Pull out every line of the records below that contains the string "plant", copying each one in full.

•••••

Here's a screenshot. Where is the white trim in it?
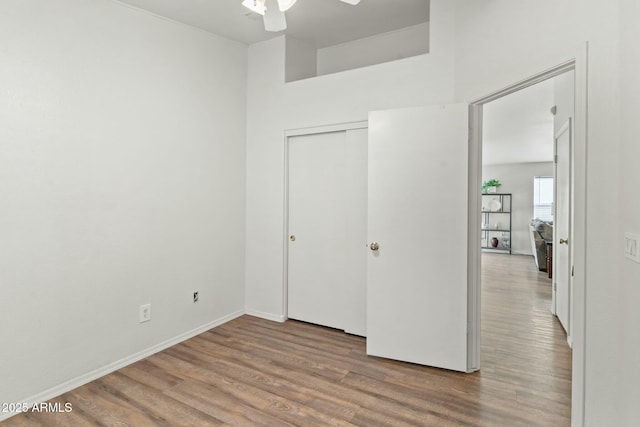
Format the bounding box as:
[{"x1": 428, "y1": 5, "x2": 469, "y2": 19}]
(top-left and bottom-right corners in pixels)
[
  {"x1": 0, "y1": 310, "x2": 245, "y2": 421},
  {"x1": 245, "y1": 308, "x2": 287, "y2": 323},
  {"x1": 467, "y1": 104, "x2": 482, "y2": 372},
  {"x1": 281, "y1": 120, "x2": 369, "y2": 321},
  {"x1": 468, "y1": 43, "x2": 589, "y2": 427}
]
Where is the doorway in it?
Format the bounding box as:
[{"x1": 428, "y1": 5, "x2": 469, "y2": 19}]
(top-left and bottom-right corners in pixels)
[{"x1": 468, "y1": 52, "x2": 587, "y2": 425}]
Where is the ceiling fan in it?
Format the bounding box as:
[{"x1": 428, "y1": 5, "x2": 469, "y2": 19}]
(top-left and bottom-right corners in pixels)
[{"x1": 242, "y1": 0, "x2": 360, "y2": 31}]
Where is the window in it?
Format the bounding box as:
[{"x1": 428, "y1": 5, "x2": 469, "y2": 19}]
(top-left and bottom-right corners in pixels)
[{"x1": 533, "y1": 176, "x2": 553, "y2": 221}]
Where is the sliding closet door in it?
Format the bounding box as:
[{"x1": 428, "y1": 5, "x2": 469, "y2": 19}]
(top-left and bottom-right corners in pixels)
[{"x1": 288, "y1": 129, "x2": 367, "y2": 335}]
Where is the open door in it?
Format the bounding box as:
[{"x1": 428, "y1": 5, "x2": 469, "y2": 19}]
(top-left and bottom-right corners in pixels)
[
  {"x1": 367, "y1": 104, "x2": 469, "y2": 371},
  {"x1": 553, "y1": 119, "x2": 573, "y2": 345}
]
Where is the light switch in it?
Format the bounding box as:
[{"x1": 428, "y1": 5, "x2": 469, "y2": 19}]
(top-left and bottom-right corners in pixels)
[{"x1": 624, "y1": 233, "x2": 640, "y2": 263}]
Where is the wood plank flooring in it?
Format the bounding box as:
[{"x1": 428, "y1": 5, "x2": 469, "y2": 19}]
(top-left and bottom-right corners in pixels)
[{"x1": 2, "y1": 254, "x2": 571, "y2": 427}]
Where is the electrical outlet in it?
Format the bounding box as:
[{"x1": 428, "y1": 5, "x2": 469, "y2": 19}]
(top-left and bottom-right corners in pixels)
[
  {"x1": 140, "y1": 304, "x2": 151, "y2": 323},
  {"x1": 624, "y1": 233, "x2": 640, "y2": 263}
]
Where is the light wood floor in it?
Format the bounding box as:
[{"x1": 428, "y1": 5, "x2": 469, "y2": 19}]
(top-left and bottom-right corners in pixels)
[{"x1": 3, "y1": 254, "x2": 571, "y2": 427}]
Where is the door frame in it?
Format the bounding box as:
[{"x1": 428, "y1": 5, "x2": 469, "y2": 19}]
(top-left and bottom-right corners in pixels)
[
  {"x1": 281, "y1": 120, "x2": 369, "y2": 321},
  {"x1": 468, "y1": 43, "x2": 589, "y2": 426}
]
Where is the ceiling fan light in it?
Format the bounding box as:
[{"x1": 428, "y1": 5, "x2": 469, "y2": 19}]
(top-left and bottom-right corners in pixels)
[
  {"x1": 278, "y1": 0, "x2": 298, "y2": 12},
  {"x1": 242, "y1": 0, "x2": 267, "y2": 16}
]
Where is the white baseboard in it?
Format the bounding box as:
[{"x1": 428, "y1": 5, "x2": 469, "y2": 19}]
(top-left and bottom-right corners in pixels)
[
  {"x1": 0, "y1": 311, "x2": 245, "y2": 421},
  {"x1": 245, "y1": 308, "x2": 287, "y2": 323}
]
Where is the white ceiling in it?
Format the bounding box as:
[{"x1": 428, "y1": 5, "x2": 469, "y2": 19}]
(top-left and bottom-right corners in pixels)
[
  {"x1": 482, "y1": 79, "x2": 554, "y2": 165},
  {"x1": 119, "y1": 0, "x2": 429, "y2": 48}
]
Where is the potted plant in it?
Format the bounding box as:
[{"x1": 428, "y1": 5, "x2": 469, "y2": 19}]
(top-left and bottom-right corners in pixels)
[{"x1": 482, "y1": 179, "x2": 502, "y2": 193}]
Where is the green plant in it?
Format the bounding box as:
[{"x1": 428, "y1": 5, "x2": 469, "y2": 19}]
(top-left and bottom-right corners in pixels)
[{"x1": 482, "y1": 179, "x2": 502, "y2": 193}]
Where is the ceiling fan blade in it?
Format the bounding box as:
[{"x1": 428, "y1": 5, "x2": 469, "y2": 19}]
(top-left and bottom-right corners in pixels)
[
  {"x1": 278, "y1": 0, "x2": 298, "y2": 12},
  {"x1": 242, "y1": 0, "x2": 264, "y2": 15},
  {"x1": 264, "y1": 0, "x2": 287, "y2": 31}
]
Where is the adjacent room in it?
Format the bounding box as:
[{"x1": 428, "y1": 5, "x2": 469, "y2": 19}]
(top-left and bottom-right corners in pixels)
[{"x1": 0, "y1": 0, "x2": 640, "y2": 426}]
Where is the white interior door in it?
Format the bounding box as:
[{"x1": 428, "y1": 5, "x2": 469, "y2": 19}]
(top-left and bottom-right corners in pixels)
[
  {"x1": 288, "y1": 129, "x2": 367, "y2": 335},
  {"x1": 553, "y1": 120, "x2": 572, "y2": 333},
  {"x1": 367, "y1": 104, "x2": 469, "y2": 371}
]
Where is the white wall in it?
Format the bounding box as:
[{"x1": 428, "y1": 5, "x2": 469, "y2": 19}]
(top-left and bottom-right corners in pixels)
[
  {"x1": 247, "y1": 0, "x2": 640, "y2": 426},
  {"x1": 0, "y1": 0, "x2": 247, "y2": 416},
  {"x1": 456, "y1": 0, "x2": 640, "y2": 426},
  {"x1": 616, "y1": 0, "x2": 640, "y2": 426},
  {"x1": 246, "y1": 0, "x2": 454, "y2": 319},
  {"x1": 318, "y1": 22, "x2": 429, "y2": 76},
  {"x1": 284, "y1": 36, "x2": 318, "y2": 82},
  {"x1": 482, "y1": 162, "x2": 553, "y2": 254}
]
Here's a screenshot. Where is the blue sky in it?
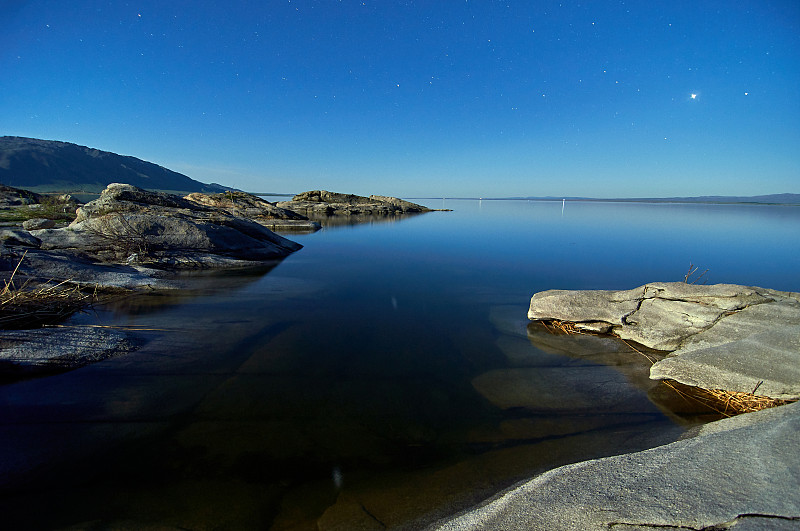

•••••

• _Answer_:
Where is the potted plant in it?
Where is the green plant in it?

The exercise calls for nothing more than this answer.